→ **Task instructions**
Nothing in the data may be altered, so output all of it exactly.

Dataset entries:
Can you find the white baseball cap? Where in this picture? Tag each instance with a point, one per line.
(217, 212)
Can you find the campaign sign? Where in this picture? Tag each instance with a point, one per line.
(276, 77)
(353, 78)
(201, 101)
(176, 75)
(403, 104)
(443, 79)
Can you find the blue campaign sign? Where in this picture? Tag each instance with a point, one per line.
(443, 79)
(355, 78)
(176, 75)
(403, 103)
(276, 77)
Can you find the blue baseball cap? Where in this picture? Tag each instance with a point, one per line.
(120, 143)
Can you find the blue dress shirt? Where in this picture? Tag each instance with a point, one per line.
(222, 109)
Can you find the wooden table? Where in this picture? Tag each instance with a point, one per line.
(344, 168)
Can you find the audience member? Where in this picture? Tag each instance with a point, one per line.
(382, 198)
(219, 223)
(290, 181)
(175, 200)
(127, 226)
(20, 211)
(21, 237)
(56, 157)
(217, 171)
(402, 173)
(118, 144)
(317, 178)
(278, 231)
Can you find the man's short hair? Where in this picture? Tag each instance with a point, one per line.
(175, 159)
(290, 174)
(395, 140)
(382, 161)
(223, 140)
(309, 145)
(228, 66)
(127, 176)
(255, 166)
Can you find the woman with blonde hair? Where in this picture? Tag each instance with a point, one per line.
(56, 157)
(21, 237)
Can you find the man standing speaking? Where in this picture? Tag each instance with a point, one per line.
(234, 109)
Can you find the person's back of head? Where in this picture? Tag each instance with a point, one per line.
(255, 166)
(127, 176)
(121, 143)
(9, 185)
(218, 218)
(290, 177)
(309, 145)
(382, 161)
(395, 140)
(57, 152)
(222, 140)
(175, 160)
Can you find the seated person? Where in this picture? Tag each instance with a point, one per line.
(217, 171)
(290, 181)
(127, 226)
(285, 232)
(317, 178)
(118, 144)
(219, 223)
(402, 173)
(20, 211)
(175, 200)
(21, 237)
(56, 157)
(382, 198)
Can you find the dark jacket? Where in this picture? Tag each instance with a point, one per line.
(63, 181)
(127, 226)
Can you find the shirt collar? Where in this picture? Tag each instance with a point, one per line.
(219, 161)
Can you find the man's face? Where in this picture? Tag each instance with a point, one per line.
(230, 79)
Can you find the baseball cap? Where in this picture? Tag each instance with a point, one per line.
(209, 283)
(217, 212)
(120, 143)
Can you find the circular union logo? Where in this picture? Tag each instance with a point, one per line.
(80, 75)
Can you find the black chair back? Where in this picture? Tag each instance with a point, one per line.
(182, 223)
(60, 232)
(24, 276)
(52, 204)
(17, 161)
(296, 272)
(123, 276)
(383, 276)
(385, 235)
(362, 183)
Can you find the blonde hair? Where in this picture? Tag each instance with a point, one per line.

→ **Result**
Can you find the white baseball cap? Where in this picture? Tag each instance with a point, one per line.
(217, 212)
Can you find the campaign sign? Where in this picture? Tag each instance with a point, one per line.
(276, 77)
(353, 78)
(201, 101)
(176, 75)
(403, 104)
(443, 79)
Can you find the blue campaign sign? Where in this picture? Tag each instance with a point, one per line.
(443, 79)
(355, 78)
(176, 75)
(403, 103)
(276, 77)
Can you find the blue baseball cap? Where in this picture? Tag each instance with a point, one per line.
(120, 143)
Can you find the blue dress shirt? Where in this picture? Tag each instance with a point, one per line.
(222, 109)
Can you find the wooden table? Where in this picture? Tag each instance with a point, one per line.
(344, 168)
Can you find the audience member? Where in this picture? Tag each instance with a point, one per line.
(382, 198)
(219, 223)
(290, 181)
(175, 200)
(127, 226)
(20, 211)
(21, 237)
(56, 157)
(217, 171)
(402, 173)
(118, 144)
(317, 178)
(278, 231)
Can you find the man's short hair? Where in this picture? Tag each instance with a point, one per line.
(175, 159)
(290, 174)
(395, 140)
(382, 161)
(223, 140)
(309, 145)
(228, 66)
(127, 176)
(255, 166)
Can you find the woman with blonde hair? Where in this picture? Tag each instance with a point, one per line.
(56, 157)
(21, 237)
Can you find the man standing speaking? Where in this picture? Tag each instance with a point, one per line.
(234, 109)
Can you find the person's back of head? Where in this picture? Tag each instance with a point, one per line.
(255, 166)
(127, 176)
(121, 143)
(9, 185)
(218, 218)
(290, 177)
(309, 145)
(382, 161)
(395, 140)
(57, 152)
(222, 140)
(175, 160)
Can you find the seated person? Where in this picture? Tag each instance with a point, one per line.
(217, 171)
(290, 181)
(127, 226)
(285, 232)
(317, 178)
(118, 144)
(219, 223)
(402, 173)
(20, 211)
(175, 200)
(21, 237)
(56, 157)
(382, 198)
Can you find the dark jacket? Where in this picture? Tag each instance with a point, one per line.
(63, 181)
(127, 226)
Can you find the shirt collar? Where in this picture? Tag each instance with a point, one per line.
(219, 161)
Can you find the man's face? Where in this picture? Tag each instance with a point, one per line.
(230, 79)
Can you find the baseball cap? Where in this picture? Tag each instance with a point, one per line.
(209, 283)
(217, 212)
(120, 143)
Can you find the circular union logo? Where in this picture? Tag each instance with a point, one per line.
(80, 75)
Can you find the black chair back? Where in this picture? Tag each instance with a point, one per line.
(182, 223)
(60, 232)
(24, 276)
(52, 204)
(17, 161)
(296, 272)
(123, 276)
(383, 276)
(385, 235)
(362, 183)
Can you find the blonde hair? Where in this picture? Tag each instance with a point, one per line.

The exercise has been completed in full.